▸ **TRY IT**
Pick up the personal account of growing up and entering the heavy duty mechanics trade, and continue it from its last sentence.
━━━━━ EXTRACT PROVIDED
I was born in 1958 so that makes me 54 years old (It's just a number!). My family was your average middle class suburban type...2 sisters and 2 brothers and a hard working stay at home Mom and 9 to 5 working Dad. We were your typical Canadian family that sat together to watch the Ed Sullivan Show every Sunday night. My parents paid $11,000.00 for a brand new house back then!
I always loved swimming and playing in water, the regular baths I got was just the beginning :) Growing up in the sixties was full of many changes with music, the space race and politics ( I remember watching the J F Kennedy funeral on our Marconi square box TV.. It was a very interesting era, cheap gas and food. As I recall I could go down to the local corner store and buy a soda and a bag of popcorn twists for 25 cents.
It was purely by chance finding out I could run fast. One day in the 4th grade I raced a bunch of older kids and beat them all. It meant automatic membership to the track team. "Run Forest Run!" (Photo 1971). It was a real gift to have the opportunity to participate in sports and learn all about competition.
In Kamloops where I live there are endless hiking trails which my wife and I love to do along with mountain biking and kayaking. You know the saying "getting back to nature?" It's a great way to clear your head and appreciate life.
I'm here with my dog Rudi, we adopted him from the pound and had lots of great years with him pushing us every day to take him for a run. Working out is also a routine that I like to stick to and it keeps up the strength which you need especially working in a trade.
I Love playing guitar.. (Photo taken in 1981 at a local studio). It's very relaxing to sit down and play! My favorite music is the Jeff Beck, Eagles, Blue Oyster Cult, Tommy Emanuelle (Google him he's great!), Neil Young and anything with guitar from the fifties on.
Getting Into The Trade
Thinking About What Trade to Pursue
Metalwork was always my favorite class in high school and getting into that trade was definitely my first choice. However once talking to the apprenticeship board counselor in 1977 it was clear that Heavy Duty Mechanics was the trade of the future.
He was absolutely right and I have no regrets. Once you get your Mechanic Certification and Inter-Provincial the world is your oyster. You can find work if you're willing to move, the demand for Mechanic Tradesmen is huge right now. As a matter of fact I know that Mechanics in Fort McMurray Alberta (Tar Sands)are making close to $50/hr.
Heavy Duty Mechanics Pre-App
So luckily I got into the local college and took the 6 month pre-apprenticeship course. That really developed my core as a Mechanic with theory and practical experience that set me on the right track to go out and apply for jobs with confidence.
━━━━━━━━━━
━━━━━ RECORDED INFORMATION
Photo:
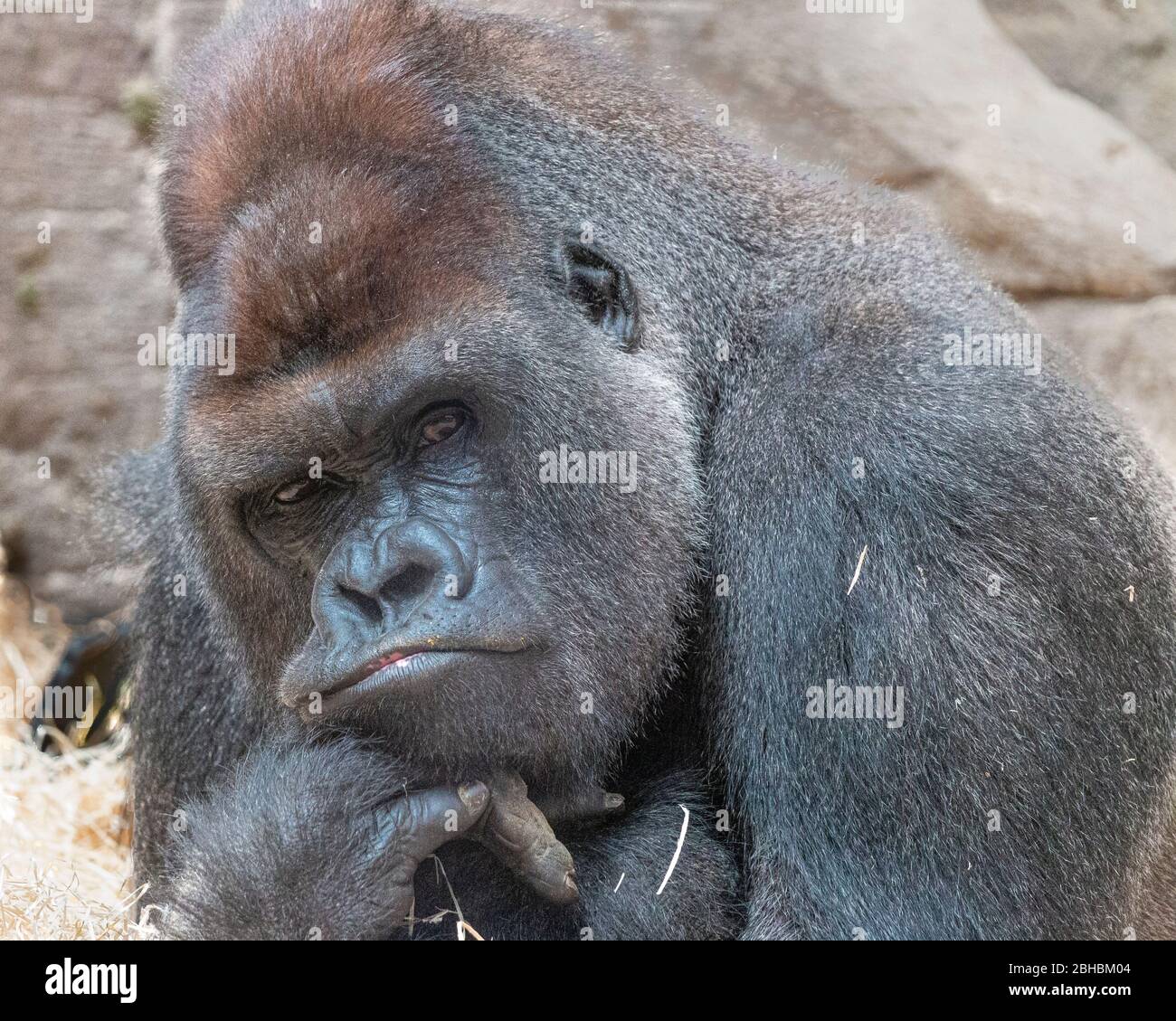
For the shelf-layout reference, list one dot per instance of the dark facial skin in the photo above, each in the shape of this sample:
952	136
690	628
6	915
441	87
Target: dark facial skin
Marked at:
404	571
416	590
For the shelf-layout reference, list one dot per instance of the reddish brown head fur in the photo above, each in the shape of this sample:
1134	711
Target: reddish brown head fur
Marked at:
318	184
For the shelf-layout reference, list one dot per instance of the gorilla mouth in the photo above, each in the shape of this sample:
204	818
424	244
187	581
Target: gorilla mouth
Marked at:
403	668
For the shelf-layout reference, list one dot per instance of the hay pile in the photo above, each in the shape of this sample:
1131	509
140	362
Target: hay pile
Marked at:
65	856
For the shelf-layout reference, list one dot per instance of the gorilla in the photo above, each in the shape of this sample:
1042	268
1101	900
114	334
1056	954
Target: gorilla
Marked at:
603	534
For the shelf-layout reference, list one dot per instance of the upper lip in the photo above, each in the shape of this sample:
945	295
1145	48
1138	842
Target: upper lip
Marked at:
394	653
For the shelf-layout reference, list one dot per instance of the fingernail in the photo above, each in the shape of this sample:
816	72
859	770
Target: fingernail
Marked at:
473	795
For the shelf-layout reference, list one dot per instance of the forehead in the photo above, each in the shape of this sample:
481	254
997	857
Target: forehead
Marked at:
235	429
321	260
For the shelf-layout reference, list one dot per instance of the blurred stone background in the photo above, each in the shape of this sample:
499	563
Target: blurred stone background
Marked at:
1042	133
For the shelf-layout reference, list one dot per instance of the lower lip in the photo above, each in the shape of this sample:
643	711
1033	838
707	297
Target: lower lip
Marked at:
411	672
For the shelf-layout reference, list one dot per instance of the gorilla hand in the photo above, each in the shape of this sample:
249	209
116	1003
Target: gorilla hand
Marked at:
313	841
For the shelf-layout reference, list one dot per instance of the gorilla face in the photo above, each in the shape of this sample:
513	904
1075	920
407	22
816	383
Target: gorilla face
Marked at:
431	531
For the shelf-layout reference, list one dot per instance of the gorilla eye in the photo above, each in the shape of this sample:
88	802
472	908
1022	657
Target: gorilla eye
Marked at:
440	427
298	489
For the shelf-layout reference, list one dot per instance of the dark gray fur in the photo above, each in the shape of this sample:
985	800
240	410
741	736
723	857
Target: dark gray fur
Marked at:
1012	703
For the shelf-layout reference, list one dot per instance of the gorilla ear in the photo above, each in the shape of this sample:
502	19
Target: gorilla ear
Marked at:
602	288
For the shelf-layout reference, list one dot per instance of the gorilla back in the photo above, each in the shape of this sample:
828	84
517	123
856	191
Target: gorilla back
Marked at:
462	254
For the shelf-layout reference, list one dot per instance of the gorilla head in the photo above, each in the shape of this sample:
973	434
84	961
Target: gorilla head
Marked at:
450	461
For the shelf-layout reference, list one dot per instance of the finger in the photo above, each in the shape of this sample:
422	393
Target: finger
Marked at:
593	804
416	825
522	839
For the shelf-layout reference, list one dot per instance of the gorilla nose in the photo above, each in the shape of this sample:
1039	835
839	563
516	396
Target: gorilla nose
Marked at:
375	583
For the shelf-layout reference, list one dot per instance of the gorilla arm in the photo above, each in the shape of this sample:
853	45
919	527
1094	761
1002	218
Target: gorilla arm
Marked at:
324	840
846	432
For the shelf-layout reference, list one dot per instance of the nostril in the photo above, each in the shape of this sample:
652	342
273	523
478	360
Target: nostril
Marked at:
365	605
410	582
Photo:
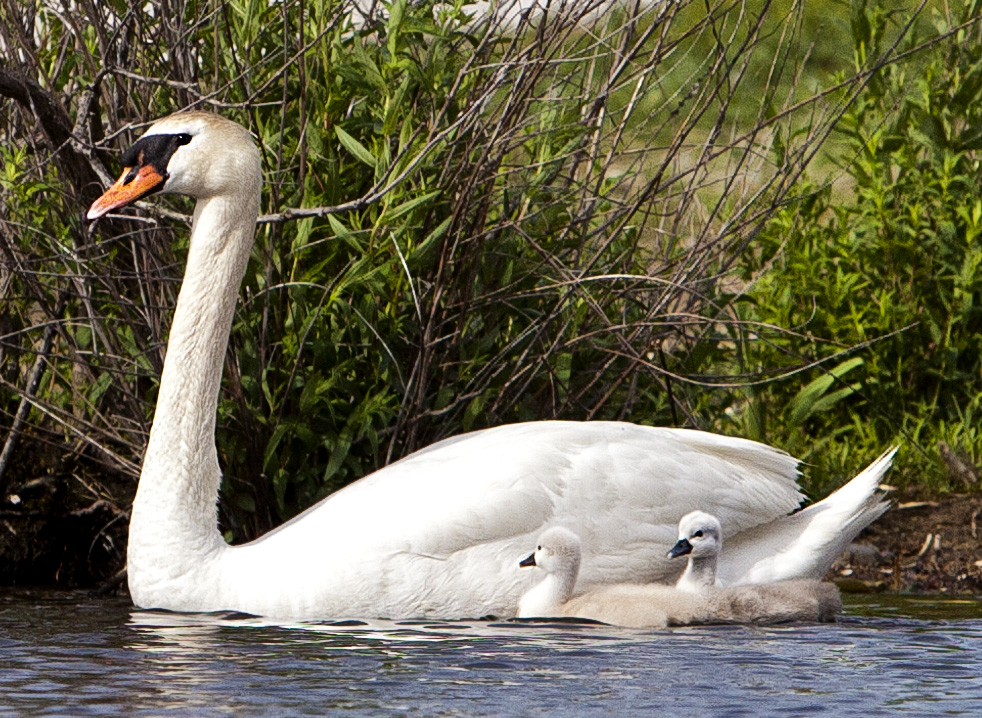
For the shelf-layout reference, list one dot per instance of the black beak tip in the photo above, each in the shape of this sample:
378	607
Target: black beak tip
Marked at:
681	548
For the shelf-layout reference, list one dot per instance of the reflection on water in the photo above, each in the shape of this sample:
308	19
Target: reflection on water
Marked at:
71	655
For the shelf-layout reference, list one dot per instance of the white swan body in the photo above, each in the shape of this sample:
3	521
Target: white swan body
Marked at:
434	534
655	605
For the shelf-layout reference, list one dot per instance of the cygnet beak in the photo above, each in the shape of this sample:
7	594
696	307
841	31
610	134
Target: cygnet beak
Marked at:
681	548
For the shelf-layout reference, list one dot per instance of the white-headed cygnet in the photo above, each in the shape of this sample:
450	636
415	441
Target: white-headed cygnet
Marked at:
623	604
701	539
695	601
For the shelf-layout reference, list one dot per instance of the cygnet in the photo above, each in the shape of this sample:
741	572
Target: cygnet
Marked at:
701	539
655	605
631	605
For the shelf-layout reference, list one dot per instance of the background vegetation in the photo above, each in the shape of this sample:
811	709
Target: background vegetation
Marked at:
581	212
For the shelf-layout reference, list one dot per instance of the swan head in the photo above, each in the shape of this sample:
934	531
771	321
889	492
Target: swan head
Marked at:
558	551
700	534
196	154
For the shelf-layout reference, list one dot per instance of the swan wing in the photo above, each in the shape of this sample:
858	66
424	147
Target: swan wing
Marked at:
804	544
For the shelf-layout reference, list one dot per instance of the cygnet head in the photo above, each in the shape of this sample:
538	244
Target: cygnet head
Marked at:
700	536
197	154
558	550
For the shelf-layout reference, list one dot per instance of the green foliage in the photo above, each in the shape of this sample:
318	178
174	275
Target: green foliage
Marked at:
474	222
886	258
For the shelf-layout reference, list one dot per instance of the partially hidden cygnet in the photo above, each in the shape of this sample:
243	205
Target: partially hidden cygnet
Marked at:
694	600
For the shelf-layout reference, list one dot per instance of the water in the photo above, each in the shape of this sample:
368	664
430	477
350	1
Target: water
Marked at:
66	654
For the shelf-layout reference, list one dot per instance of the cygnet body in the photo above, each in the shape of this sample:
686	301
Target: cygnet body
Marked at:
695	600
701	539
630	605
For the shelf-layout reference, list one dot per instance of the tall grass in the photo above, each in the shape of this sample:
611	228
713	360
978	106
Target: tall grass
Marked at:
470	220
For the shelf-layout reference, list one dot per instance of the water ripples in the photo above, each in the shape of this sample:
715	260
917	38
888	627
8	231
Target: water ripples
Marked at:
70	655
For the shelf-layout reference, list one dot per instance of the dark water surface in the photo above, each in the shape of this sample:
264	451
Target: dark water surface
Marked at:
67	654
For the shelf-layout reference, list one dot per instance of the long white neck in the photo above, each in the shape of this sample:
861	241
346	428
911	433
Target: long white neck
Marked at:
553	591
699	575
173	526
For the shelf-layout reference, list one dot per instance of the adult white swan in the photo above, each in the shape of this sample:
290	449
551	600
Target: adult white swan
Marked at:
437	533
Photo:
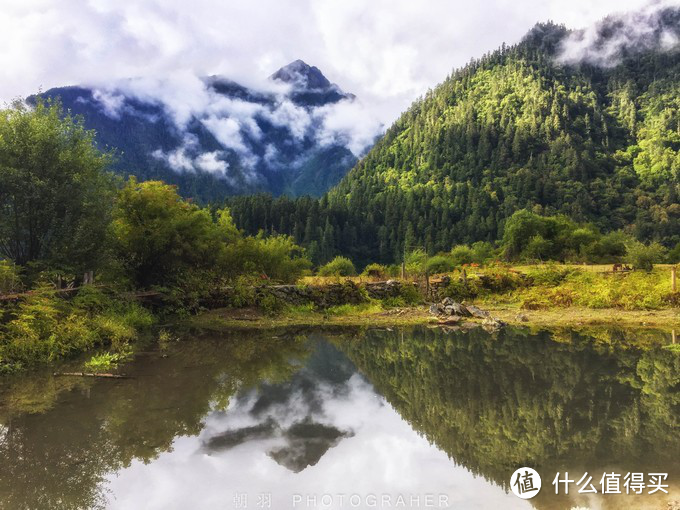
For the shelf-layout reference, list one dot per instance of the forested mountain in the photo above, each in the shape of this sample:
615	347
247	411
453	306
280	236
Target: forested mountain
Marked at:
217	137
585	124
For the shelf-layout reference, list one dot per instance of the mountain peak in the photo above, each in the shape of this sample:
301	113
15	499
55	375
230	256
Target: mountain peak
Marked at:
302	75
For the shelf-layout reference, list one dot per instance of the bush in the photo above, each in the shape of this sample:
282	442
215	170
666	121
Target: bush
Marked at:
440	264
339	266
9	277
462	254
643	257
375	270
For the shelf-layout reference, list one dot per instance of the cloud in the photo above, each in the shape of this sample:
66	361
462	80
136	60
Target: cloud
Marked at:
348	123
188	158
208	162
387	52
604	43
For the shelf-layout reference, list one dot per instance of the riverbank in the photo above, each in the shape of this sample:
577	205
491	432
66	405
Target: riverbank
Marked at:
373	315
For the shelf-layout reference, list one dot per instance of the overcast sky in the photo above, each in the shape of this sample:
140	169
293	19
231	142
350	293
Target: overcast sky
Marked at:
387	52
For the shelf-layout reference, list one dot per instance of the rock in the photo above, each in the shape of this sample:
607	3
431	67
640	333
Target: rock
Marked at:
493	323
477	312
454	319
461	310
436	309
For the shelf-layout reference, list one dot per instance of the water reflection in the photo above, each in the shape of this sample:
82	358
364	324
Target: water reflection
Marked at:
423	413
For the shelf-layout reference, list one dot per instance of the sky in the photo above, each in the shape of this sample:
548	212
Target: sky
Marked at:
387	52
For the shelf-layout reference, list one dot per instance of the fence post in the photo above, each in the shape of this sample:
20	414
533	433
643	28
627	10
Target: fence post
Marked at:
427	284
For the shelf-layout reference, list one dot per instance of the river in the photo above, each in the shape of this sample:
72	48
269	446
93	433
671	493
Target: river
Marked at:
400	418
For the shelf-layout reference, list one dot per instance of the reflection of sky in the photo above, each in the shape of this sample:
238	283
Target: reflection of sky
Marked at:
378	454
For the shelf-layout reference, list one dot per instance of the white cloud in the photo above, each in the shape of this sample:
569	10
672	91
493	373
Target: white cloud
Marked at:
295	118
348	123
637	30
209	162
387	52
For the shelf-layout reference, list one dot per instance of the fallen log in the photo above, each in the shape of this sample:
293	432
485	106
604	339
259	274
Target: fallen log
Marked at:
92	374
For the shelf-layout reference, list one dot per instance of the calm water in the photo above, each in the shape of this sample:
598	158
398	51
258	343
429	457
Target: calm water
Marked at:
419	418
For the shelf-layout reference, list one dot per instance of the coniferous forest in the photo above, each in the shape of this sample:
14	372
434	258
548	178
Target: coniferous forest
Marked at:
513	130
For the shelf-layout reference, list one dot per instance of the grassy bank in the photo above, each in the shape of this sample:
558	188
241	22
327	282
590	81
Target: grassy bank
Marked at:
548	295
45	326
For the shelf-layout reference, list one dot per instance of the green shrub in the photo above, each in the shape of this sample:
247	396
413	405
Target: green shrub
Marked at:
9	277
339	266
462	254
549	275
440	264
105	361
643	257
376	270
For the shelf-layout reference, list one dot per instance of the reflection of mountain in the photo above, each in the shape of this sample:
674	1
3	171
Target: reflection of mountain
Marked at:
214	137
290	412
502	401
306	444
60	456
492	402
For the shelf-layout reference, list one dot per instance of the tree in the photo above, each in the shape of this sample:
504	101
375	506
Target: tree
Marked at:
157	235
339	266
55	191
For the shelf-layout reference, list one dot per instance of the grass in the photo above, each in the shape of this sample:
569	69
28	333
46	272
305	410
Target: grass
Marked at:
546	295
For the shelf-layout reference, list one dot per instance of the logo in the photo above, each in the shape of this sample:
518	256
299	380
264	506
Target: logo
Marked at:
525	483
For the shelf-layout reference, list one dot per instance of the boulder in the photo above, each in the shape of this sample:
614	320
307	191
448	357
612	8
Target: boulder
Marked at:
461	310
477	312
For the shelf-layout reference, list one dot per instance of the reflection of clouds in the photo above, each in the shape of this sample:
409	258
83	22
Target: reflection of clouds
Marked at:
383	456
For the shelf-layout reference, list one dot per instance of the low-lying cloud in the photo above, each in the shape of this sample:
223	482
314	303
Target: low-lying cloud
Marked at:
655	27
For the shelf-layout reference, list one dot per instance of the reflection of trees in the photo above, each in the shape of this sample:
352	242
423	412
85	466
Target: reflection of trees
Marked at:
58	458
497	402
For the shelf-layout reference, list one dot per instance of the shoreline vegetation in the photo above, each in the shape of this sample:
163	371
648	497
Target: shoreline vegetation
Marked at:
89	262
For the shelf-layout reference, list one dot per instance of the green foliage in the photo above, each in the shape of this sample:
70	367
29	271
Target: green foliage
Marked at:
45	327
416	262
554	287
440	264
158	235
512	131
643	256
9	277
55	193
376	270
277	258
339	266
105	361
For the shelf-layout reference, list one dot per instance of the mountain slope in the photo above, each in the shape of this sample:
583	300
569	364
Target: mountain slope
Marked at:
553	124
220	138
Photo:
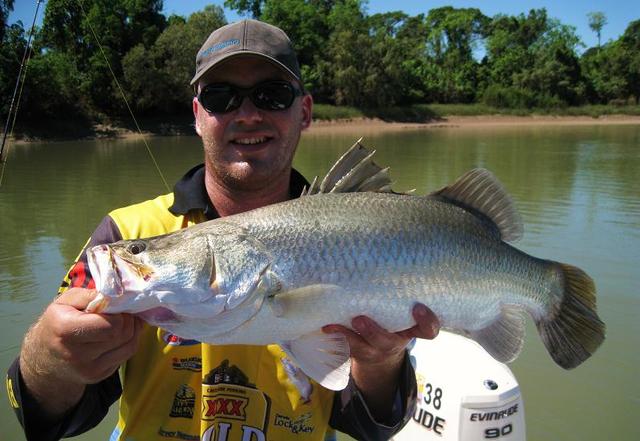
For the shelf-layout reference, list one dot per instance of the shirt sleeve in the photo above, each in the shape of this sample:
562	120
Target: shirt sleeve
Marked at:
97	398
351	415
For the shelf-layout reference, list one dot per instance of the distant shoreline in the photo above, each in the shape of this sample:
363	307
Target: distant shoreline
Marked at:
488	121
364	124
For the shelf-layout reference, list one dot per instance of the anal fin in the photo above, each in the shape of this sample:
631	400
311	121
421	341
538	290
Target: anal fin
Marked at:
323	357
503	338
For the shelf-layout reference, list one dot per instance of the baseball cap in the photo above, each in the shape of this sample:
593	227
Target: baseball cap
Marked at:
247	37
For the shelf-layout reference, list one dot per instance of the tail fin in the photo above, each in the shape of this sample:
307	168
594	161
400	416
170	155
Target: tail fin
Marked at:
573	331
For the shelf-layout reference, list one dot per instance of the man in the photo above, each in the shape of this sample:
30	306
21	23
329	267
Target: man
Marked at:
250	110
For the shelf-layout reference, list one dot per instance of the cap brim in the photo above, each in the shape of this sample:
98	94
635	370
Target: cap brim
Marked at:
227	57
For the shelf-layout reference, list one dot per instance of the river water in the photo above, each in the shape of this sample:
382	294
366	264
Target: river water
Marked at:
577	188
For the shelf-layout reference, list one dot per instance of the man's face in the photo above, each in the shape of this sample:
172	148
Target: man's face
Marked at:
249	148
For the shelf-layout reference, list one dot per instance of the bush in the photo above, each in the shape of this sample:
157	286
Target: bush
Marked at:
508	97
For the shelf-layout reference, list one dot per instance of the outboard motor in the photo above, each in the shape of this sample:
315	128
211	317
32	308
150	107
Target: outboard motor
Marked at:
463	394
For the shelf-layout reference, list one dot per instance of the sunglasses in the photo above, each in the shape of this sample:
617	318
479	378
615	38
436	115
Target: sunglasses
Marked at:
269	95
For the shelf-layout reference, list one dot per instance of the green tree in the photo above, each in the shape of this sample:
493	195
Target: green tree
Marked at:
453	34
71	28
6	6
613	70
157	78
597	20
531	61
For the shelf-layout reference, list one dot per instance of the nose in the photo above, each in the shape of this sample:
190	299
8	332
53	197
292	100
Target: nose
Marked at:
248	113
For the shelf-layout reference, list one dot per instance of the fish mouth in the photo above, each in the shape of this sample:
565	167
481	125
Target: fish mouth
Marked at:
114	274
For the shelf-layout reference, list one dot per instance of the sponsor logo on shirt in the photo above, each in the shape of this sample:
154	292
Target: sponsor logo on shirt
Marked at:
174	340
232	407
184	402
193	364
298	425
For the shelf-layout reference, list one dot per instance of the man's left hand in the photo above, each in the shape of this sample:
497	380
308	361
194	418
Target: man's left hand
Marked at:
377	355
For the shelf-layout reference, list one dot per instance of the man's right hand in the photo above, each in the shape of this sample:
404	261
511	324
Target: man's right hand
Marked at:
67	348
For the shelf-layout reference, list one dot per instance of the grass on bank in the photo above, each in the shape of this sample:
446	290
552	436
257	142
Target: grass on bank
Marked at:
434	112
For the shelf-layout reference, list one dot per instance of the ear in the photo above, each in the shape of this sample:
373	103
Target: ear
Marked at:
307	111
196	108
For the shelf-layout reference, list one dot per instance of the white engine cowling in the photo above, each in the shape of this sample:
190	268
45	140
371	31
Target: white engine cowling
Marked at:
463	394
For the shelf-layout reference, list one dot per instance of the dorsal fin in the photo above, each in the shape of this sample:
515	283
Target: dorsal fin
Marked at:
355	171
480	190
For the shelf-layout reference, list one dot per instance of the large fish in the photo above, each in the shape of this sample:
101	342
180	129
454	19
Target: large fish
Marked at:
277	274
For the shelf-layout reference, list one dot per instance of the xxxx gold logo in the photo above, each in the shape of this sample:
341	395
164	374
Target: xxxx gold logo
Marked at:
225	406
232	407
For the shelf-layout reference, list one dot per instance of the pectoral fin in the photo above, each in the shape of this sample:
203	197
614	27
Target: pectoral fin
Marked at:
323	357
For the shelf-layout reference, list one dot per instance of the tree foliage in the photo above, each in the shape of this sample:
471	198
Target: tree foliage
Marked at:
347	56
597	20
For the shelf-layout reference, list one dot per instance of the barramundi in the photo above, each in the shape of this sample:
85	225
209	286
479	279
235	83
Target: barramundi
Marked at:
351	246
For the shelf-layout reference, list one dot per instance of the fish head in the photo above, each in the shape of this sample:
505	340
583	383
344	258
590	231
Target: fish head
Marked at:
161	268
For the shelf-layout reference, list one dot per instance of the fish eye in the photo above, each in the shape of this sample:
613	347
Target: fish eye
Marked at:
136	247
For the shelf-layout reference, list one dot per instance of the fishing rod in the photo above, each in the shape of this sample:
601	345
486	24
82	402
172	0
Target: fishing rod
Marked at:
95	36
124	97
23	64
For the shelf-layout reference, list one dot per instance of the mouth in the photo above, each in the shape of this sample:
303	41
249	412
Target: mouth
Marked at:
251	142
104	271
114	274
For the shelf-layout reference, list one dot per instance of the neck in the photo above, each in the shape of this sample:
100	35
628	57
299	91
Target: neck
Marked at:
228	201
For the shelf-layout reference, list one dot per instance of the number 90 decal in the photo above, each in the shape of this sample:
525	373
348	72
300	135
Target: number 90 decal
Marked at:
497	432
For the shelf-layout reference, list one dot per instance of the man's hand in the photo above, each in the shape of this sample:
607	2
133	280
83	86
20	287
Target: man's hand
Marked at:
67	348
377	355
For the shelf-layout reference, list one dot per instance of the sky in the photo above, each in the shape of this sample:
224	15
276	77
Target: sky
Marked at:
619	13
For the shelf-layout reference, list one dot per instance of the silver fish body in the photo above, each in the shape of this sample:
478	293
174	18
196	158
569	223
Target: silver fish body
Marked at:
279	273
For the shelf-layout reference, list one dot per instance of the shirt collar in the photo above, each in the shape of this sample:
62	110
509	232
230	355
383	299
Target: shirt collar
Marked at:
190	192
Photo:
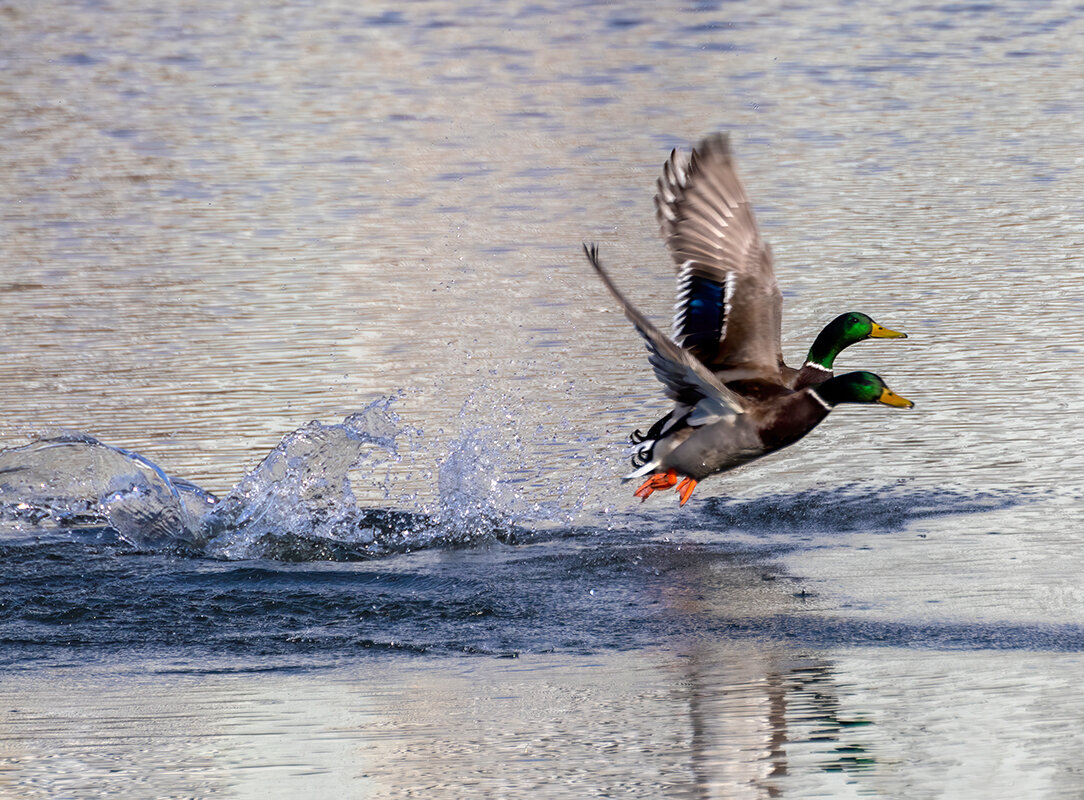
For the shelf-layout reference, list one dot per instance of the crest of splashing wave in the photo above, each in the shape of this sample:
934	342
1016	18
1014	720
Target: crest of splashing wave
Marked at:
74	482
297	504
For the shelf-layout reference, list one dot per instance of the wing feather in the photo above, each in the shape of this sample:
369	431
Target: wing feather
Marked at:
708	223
━━━━━━━━━━
▸ **EXPECTED ANSWER**
The First Job
In July of 1977 I got hired as a 2nd year apprentice at Afton Mines just 15 minutes out of town (how lucky was that?........ along with 1 year credit for the pre-app training).
Moving On For More Experience
Mining is a great place to work but I was lacking practical experience so in my 3rd year I got hired in Fort St. John at a Cummins dealer and gear repair shop. Talk about being thrown to the wolves....that was the best experience ever. I was doing engine in-frames, 13 speeds and differentials left and right. Including the dreaded electrical problems (after lots of hands on I couldn't wait for the next short circuit or no start / charging problem). Basic theory is something I use every time along with common sense.
|Journeyman Mechanic Certification|
Moved Back Home
A couple of years passed by and I moved back to my home town (homesick), worked back at Afton Mines then on to an International dealer getting a great background on IC products. After being laid off I got a job with the local GM dealer as a medium duty mechanic. It was Topkick and Isuzu heaven :).
Almost 7 years passed by there when I had an opportunity to get on with the local school district bus garage and up to now I've been there for 18 years. It's a fleet of 75 school buses along with all the support equipment. I've advanced to Shop Foreman and it's a different view from an office delegating work and managing inventory.
There is always interesting problems that come in to the shop and I enjoy the diagnostic process. Common sense is the first step to any problem and looking back at the vehicle history sometimes helps with the troubleshooting process.
Writing Articles For STN Magazine
Approximately 1 year ago I started writing articles for "School Transportation News Magazine" and thoroughly enjoy it. Topics have varied with articles on "ULSD" "Diesel Heaters" and a case study on building a fleet maintenance garage from scratch. Here is a link to one of my articles on building a transportation facility.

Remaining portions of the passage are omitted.